Jun 15 2015 - 9:41am

What does it mean to be the "lesser" parent, and is there such a thing? Well, no, of course there's not such a thing in reality: if a child has two active parents in the aftermath of divorce [1], they are both equal and worthy and the child is lucky! Of course, if you have been divorced, are divorced, or are going through a divorce [2], you know that in our minds there is this fictional construct of the "lesser" parent. The lesser parent makes less money and can take the child on fewer or no vacations than the other parent. The lesser parent cannot make a grand Christmas or birthday, while the other can. The lesser parent is the more broke parent of the two. The lesser parent is the one looking around aimlessly for helping hands, while the other parent has plenty of support.

The lesser parent feels just like that: less of a parent than he or she was before divorce. Less of a parent than the other coparent.

This isn't a reality, though. Your child doesn't have a scoreboard that lists all the times Mom bought him this and Dad bought him that. He's not writing down every time you struggled to find a babysitter while perhaps Dad has a whole team of helping hands. Your kid isn't tsk-tsking his father who lives in an apartment while perhaps Mom still lives in the marital house.

There is no contest with a winner or loser. Your child/children love both of you. But sometimes it doesn't quite feel that way.

Sometimes it feels as if you, the fictional lesser parent, are always losing. Always in the red.

Here are some reality checks to get you out of thinking this way, from me, a fictional lesser parent.

Money Isn't Everything

If someone bought you a present every single day but never bothered to speak to you, would you be happy? What if your husband or partner sent you on vacations every Mother's Day [3] but treated you horribly the rest of the year? Gifts are nice, but they don't equal love. Money isn't everything. As parents, we want to do everything we can for our kids, and when a household is divided, the lifestyle changes. Lawyers say it shouldn't drastically change the lifestyle, but we all know better. Divorce [4] screws everyone financially for the most part.
######
Answer from the post on the "lesser" parent:
1. What does the lesser parent feel like after divorce?
2. What does the post say a child doesn't have that lists what Mom and Dad bought?
3. What does the post say divorce does to everyone financially, for the most part?
None of the items are needed here.
######
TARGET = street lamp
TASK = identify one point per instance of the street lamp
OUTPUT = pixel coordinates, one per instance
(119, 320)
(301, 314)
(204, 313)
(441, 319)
######
● Expected output
1. Less of a parent than before the divorce, and less of a parent than the other coparent.
2. A scoreboard.
3. It screws everyone financially.